From producer Amy Schumer mocking the idea of being “not hot enough for television” to writer Sarah Silverman satirizing the existence of the wage gap, female comedians are increasingly using comedy as a platform for feminism and challenging female stereotypes.
“The way she brings up feminist issues is funny and appealing to others,” junior Georgia Ellis said about Schumer. “It stops the stereotype from perpetuating.”
Schumer mockingly exaggerates the inherent vices of female culture in a sketch on her show “Inside Amy Schumer” in which a circle of female friends each refuse to accept compliments through self-deprecation.
Feminist themes in sketches include “Plain Jane,” a female detective who is invisible because she is seen as unattractive, and a spoof birth control pill commercial mocking the difficulty women can face when trying to obtain the drug.

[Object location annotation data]
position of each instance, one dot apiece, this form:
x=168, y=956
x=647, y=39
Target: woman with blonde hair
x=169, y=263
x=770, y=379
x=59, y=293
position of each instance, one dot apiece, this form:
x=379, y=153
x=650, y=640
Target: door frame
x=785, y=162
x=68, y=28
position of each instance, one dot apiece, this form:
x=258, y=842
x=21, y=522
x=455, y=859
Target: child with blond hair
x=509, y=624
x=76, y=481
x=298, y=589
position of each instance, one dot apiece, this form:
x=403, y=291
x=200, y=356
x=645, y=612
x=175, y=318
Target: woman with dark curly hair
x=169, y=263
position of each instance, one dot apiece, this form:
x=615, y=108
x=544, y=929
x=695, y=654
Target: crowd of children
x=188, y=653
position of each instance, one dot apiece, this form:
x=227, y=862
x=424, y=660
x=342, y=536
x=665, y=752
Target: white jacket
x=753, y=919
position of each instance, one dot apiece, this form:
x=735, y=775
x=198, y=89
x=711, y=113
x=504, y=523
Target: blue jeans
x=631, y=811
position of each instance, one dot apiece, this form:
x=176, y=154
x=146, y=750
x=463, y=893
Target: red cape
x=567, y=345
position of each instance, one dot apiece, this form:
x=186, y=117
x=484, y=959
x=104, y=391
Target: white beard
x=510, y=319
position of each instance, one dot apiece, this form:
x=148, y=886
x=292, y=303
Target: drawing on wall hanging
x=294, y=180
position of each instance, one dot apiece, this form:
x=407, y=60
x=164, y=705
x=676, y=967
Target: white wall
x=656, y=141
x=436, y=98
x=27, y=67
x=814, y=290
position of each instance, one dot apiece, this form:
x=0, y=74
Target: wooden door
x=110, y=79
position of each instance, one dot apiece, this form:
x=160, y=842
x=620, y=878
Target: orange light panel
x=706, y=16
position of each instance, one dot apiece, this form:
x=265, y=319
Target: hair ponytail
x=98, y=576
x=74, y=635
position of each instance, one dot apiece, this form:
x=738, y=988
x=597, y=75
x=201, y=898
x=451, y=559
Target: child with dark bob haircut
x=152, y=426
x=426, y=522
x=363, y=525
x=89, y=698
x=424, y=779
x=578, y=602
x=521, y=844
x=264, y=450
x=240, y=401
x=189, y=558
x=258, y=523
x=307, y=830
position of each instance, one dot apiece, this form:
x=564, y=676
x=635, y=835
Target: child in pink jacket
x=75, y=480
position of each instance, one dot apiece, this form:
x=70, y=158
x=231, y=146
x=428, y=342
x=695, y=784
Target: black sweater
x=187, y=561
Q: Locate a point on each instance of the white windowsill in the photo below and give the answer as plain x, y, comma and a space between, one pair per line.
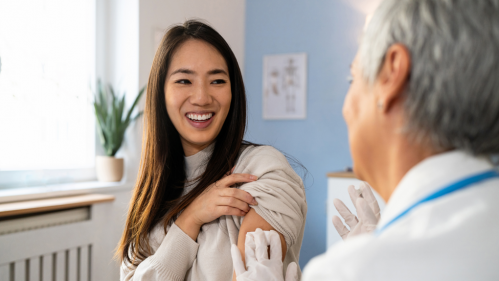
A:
58, 190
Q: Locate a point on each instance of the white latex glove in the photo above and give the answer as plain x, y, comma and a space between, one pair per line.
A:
260, 267
367, 211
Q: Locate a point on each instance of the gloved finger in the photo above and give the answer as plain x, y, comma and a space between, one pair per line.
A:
237, 261
349, 218
368, 194
291, 272
340, 227
249, 248
354, 193
366, 215
275, 246
261, 245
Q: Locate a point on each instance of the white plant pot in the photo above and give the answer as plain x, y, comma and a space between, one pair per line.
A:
109, 168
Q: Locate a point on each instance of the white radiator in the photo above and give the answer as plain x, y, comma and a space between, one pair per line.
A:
75, 245
67, 265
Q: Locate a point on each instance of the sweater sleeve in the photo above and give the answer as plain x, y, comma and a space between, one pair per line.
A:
174, 256
279, 190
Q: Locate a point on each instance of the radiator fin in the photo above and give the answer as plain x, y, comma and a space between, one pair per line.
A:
66, 265
44, 220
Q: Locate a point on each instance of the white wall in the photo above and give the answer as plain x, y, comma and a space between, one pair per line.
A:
226, 16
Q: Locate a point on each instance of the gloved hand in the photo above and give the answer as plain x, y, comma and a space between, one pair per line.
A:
367, 211
260, 267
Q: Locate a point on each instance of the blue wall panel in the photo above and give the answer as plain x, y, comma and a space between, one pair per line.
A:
328, 31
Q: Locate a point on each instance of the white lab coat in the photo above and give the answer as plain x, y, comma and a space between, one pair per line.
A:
455, 237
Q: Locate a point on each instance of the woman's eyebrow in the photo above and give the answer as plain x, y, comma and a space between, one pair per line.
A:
217, 71
183, 70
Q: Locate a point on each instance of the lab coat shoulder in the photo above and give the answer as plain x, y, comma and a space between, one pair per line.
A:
454, 238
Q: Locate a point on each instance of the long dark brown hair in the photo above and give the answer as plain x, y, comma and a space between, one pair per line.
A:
157, 194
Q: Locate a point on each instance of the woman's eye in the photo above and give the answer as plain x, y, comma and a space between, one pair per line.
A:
183, 81
219, 81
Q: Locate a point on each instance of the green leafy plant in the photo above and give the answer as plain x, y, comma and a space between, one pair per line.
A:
111, 118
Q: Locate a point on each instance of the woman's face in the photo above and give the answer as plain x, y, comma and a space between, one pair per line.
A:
359, 113
198, 94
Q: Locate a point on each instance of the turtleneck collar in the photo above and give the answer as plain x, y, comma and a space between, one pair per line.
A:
196, 164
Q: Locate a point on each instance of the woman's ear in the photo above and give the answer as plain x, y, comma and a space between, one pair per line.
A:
393, 76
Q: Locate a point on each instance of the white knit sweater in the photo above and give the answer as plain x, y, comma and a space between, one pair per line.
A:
281, 202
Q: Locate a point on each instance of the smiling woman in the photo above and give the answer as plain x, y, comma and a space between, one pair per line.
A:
199, 179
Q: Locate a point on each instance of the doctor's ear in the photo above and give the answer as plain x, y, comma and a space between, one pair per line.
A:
393, 76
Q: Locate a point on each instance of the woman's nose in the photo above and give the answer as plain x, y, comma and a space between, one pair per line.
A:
201, 96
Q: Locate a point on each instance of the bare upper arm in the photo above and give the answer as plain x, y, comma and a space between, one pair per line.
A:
251, 222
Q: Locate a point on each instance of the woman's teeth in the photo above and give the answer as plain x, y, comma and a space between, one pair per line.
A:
199, 117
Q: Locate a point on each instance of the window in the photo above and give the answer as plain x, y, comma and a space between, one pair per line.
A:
47, 71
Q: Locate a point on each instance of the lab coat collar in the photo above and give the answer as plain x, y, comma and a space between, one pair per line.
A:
429, 176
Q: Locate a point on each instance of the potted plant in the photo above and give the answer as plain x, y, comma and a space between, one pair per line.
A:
112, 120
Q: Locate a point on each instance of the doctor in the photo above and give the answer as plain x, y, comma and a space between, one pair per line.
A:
423, 119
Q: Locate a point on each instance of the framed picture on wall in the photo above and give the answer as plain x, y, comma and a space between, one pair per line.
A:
285, 86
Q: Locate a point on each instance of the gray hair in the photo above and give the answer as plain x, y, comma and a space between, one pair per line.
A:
452, 96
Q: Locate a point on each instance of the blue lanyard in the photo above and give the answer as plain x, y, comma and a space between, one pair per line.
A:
464, 183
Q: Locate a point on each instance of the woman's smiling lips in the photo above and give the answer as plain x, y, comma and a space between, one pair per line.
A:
199, 120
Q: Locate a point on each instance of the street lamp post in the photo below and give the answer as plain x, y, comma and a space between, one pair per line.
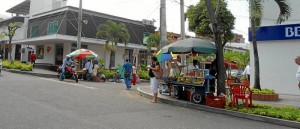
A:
79, 25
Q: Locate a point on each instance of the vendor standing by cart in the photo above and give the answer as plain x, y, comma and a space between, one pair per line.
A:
154, 67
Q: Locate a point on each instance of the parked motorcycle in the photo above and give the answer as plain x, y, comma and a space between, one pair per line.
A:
70, 73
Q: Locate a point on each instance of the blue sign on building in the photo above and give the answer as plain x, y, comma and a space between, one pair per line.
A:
279, 32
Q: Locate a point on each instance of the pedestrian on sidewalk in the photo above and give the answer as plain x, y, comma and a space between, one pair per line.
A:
128, 71
154, 67
96, 66
297, 61
134, 71
32, 58
89, 70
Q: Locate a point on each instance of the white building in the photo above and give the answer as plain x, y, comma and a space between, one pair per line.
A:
278, 45
49, 28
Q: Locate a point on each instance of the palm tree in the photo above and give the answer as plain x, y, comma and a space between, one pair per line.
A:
113, 33
255, 18
153, 41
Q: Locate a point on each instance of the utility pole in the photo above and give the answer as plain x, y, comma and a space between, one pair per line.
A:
182, 32
163, 24
79, 25
163, 29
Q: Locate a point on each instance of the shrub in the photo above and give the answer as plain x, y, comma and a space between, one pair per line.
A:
263, 91
281, 112
143, 74
16, 65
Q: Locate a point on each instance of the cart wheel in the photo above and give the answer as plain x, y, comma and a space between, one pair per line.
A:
197, 98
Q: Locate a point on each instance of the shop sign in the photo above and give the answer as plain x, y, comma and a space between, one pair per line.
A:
279, 32
8, 45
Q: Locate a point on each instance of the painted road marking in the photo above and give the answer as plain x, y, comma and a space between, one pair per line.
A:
79, 85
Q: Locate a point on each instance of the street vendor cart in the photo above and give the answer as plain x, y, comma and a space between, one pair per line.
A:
196, 83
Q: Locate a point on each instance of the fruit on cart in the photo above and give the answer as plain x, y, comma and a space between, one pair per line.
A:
198, 81
197, 74
181, 79
188, 80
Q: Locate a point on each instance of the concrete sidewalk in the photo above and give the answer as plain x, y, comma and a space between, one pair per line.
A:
35, 72
285, 100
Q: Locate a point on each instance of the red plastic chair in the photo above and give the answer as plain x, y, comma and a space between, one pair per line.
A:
241, 92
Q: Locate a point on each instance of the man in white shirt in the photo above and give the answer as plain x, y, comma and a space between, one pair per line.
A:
297, 61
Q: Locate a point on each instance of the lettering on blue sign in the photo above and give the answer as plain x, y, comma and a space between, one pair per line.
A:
292, 31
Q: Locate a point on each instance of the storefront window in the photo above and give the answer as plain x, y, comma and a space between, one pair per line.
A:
74, 47
52, 27
34, 31
40, 52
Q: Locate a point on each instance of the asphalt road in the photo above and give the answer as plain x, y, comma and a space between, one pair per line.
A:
28, 102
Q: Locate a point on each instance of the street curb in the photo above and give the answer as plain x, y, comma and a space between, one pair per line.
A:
254, 117
32, 74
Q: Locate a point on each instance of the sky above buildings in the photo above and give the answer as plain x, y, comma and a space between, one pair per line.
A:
149, 9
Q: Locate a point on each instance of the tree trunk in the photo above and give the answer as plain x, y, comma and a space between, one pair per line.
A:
220, 61
10, 48
255, 53
110, 59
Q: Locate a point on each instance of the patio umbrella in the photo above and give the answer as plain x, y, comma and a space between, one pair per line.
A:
83, 54
191, 45
162, 57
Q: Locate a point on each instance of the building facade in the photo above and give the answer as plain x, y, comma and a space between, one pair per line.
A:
278, 46
52, 33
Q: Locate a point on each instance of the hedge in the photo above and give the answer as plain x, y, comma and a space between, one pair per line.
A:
17, 65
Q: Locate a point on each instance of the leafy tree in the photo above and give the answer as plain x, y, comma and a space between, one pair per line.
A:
255, 20
12, 28
113, 33
241, 59
199, 20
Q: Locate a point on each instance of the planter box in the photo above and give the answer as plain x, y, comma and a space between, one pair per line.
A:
265, 97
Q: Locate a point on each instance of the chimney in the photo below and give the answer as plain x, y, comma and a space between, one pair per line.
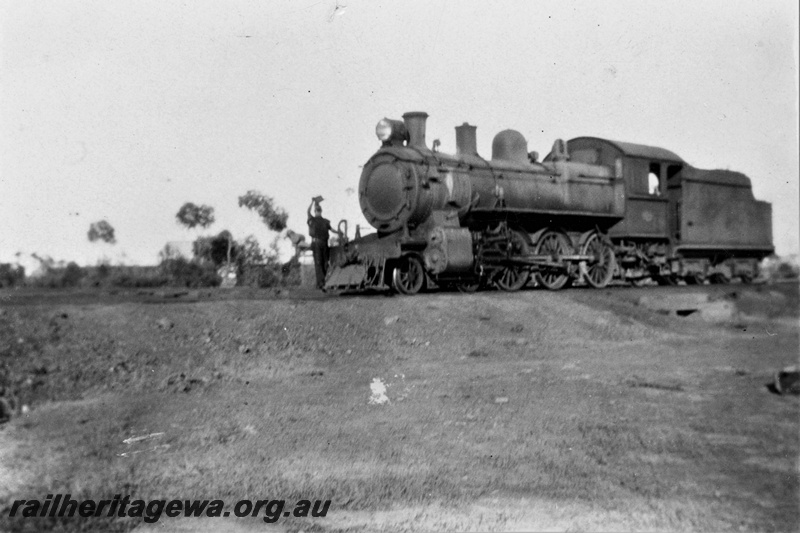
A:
466, 141
415, 124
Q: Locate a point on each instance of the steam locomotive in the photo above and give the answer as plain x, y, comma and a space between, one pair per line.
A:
592, 211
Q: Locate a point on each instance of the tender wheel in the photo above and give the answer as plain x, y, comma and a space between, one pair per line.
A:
468, 287
514, 278
718, 278
667, 281
599, 272
408, 275
695, 279
555, 245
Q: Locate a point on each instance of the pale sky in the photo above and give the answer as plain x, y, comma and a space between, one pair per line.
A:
125, 110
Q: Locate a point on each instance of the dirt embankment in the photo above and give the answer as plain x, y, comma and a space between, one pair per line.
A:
572, 410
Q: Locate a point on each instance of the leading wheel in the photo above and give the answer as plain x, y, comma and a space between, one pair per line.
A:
513, 278
408, 277
599, 271
668, 280
555, 245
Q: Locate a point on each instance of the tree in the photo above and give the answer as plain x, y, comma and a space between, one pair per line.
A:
217, 249
274, 217
192, 215
101, 231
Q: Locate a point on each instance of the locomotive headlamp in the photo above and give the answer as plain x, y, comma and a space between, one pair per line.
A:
383, 130
390, 131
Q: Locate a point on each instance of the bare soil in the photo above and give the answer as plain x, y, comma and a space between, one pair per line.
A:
528, 411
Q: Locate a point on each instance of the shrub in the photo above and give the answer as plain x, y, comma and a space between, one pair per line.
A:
184, 273
11, 275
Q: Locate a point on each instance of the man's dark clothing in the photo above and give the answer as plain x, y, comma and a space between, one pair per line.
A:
318, 228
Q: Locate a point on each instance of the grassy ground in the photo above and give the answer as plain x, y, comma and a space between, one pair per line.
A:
534, 410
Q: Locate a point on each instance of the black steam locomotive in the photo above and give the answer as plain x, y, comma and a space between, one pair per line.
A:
591, 211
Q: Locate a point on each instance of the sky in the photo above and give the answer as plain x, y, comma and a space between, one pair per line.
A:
126, 110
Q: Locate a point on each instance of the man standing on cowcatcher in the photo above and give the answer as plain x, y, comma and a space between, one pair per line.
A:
318, 229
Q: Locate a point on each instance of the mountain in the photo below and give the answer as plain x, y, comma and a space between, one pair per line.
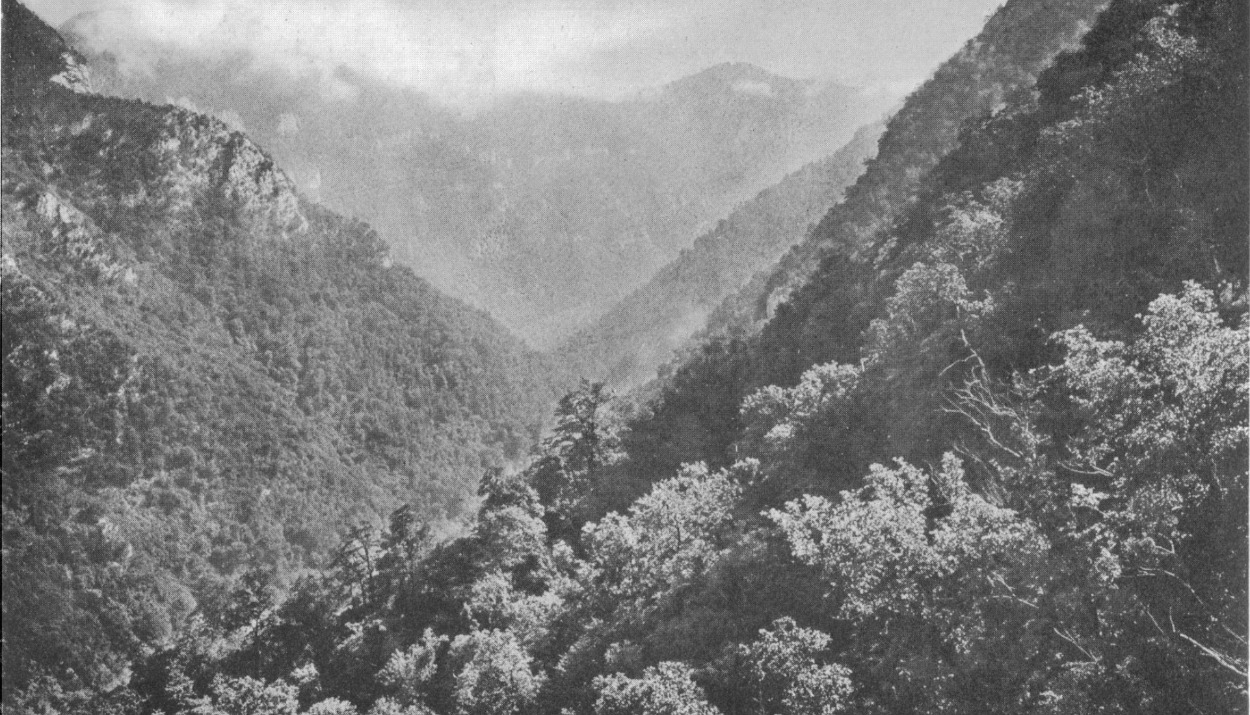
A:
543, 210
695, 415
206, 374
640, 333
1003, 60
1015, 479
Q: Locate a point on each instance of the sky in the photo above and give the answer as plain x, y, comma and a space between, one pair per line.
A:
465, 50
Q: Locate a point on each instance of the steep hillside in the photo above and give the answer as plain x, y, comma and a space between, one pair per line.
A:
643, 330
1025, 491
205, 373
698, 415
544, 210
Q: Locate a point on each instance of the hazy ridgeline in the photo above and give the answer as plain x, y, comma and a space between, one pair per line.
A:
964, 434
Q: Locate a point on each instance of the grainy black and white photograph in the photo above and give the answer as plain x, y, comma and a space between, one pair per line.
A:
625, 356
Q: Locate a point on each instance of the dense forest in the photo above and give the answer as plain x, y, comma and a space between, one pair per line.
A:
204, 374
544, 210
981, 449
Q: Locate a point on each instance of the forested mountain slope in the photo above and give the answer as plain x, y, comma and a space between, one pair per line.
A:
205, 373
1014, 478
991, 69
640, 333
544, 210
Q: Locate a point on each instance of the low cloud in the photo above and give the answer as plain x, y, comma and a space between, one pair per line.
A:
470, 50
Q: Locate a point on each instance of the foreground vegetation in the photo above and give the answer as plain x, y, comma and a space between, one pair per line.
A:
991, 458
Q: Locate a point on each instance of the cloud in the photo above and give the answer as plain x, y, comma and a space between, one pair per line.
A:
466, 51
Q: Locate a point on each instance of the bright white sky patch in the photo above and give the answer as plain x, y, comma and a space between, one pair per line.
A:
466, 50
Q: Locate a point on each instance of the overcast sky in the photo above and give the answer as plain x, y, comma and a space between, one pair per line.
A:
461, 50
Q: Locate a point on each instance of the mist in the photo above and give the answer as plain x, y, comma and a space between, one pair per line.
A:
470, 51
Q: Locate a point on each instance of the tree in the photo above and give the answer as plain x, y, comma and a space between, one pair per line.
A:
664, 689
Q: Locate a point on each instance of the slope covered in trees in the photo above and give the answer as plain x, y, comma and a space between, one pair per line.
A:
1014, 481
205, 373
996, 66
544, 210
641, 331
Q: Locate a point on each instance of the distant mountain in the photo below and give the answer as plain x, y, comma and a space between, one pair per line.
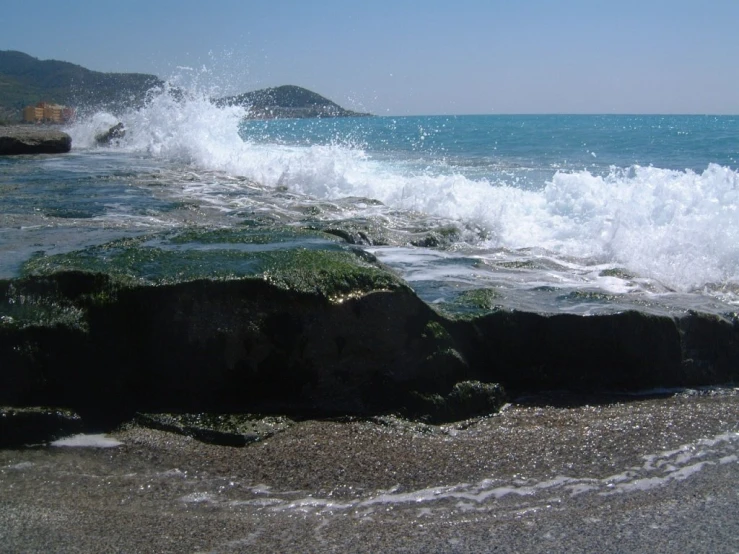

- Tasks:
a) Reproduce the article on female comedians starting with "Schumer mockingly exaggerates" and going on through "compliments through self-deprecation.".
b) Write what comes next in the article on female comedians, beginning after its final sentence.
These items have no connection to the article on female comedians.

- Expected responses:
a)
Schumer mockingly exaggerates the inherent vices of female culture in a sketch on her show “Inside Amy Schumer” in which a circle of female friends each refuse to accept compliments through self-deprecation.

b)
Schumer’s show drew a 50-50 male to female viewer audience and became Comedy Central’s most-watched series premiere in 2013, despite the network’s 60 percent male demographic, according to Time magazine.
The following achievement, however, did not stop audiences from denouncing Schumer.
“I have fought my way through harsh criticism and death threats for speaking my mind,” Schumer said in her speech to the Ms. Foundation for Women’s 2014 Gloria Awards and Gala. “I am a woman with thoughts and questions. I say if I’m beautiful. I say if I’m strong.”
Other large-scale comedians are taking a more direct approach to spreading awareness for feminist issues.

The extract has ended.